→ Text to read
■ ■ ■ ■ ■ ■ ■
# Buying a Pacific Energy Stove - Looking for advice



## SKIN052 (Apr 3, 2010)

Hi guys, finally made the decision to put in a wood stove. I have decided to go with a Pacific Energy as I have heard many great reviews on them and to be honest their is not allot of competition around so the service should be good as they are quite popular. I live in a newly constructed split entry approx. 2400sq/ft (12 up and 12 down) ice Styrofoam insulation for the foundation and a heat recovery ventilation system. I am considering the spectrum classic or spectrum (not sure of the differences.  Supposed to be rated for 2000sq/ft. I think that will easily heat the house. I really do not want to go the next step up (summit) as the stove seem a fair bit larger (and more expensive) and I really think it would be too much stove for my needs. Unless you guys convince me otherwise. Am i heading in the right direction? I plan on installing it at the bottom of my stairway leading into the basement for ease of getting the air moving up the stairwell. Any advice or recommendations would be much appreciated. This will be my first wood stove, but I grew up with nothing but wood heat so I know my way around a stove and wood but I am no expert by any means. Thanks guys.


----------



## madison (Apr 3, 2010)

If you live in a moderate climate, maybe. If you live in Alaska, No way.  State where you live to get some better advice.

I would suggest, as well, that if you are putting this in a basement below the split level,  and 2400 sq ft is above this basement where the stove is located, you will not be happy.

If the "basement" is the lower living area of the split level home, possibly adequate, again, depending on your climate.

Add a drawing and location will get some better advice here, possibly even from someone in your area.


----------



## SKIN052 (Apr 3, 2010)

I live in Newfoundland Canada, the winters are typically moderate, lots of snow but not extremely cold.  The lower level is 1200 and the upper level is 1200 sq/ft.
■ ■ ■ ■ ■ ■ ■
→ Stated task a
Copy out, line for line, the records from the line with "Expected: a point inside each instance of the white" to the line with "point(181, 137)", including both of those lines.
The wood stove thread has nothing to do with the records that come next.

→ Provided records
■ ■ ■ ■ ■ ■ ■
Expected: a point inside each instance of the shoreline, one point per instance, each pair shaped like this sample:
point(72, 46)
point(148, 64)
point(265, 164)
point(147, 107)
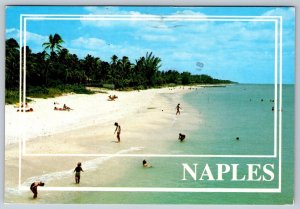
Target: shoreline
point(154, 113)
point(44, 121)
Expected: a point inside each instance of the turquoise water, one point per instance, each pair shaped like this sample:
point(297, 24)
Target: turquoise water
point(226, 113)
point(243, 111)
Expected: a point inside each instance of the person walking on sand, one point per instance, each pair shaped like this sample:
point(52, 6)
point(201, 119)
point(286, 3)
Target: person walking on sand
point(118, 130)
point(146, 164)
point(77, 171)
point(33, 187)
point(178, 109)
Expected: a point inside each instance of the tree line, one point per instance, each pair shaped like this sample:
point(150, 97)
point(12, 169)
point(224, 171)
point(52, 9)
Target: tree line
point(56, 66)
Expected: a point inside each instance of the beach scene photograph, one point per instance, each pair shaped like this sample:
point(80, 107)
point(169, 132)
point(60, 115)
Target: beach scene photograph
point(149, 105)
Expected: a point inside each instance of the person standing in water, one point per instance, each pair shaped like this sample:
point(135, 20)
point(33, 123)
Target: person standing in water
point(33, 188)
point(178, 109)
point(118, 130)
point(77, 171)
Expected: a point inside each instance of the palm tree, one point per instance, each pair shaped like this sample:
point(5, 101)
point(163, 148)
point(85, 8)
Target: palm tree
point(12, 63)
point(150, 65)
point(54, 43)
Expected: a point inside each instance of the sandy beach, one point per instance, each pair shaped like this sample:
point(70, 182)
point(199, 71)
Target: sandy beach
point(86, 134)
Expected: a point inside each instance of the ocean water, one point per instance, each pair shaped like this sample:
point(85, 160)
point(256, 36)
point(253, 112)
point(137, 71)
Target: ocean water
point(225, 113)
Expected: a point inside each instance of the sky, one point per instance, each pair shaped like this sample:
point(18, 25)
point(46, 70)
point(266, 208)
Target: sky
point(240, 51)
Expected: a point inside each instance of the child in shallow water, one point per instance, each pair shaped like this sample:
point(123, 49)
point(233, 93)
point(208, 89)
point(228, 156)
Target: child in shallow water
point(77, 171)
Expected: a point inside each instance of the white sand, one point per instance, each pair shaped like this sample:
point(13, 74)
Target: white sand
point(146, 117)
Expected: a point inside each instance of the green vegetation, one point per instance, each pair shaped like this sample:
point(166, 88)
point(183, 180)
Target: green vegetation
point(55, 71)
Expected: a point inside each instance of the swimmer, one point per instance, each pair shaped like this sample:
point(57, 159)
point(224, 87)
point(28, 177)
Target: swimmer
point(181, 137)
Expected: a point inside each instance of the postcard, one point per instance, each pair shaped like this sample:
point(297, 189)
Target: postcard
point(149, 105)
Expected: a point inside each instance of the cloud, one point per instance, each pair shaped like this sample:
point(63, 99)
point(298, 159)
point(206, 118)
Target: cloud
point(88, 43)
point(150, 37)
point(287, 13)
■ ■ ■ ■ ■ ■ ■
→ Stated task b
Answer these questions from the wood stove thread above, with each answer on its own line:
(i) Which brand of stove has SKIN052 decided on?
(ii) Where does SKIN052 plan to install the stove?
(iii) Where does SKIN052 live?

→ Output a
Expected: a point inside each instance of the white sand, one point per instance, each pair shaped like this sample:
point(13, 74)
Target: white sand
point(146, 117)
Expected: a point inside each instance of the green vegetation, one point per instance, each pair shaped like this sample:
point(166, 88)
point(183, 180)
Target: green vegetation
point(55, 71)
Expected: a point inside each instance of the swimmer, one point per instance, each pair shaped like this sample:
point(57, 159)
point(224, 87)
point(28, 177)
Target: swimmer
point(181, 137)

→ Output b
(i) Pacific Energy
(ii) At the bottom of the stairway leading into the basement
(iii) Newfoundland, Canada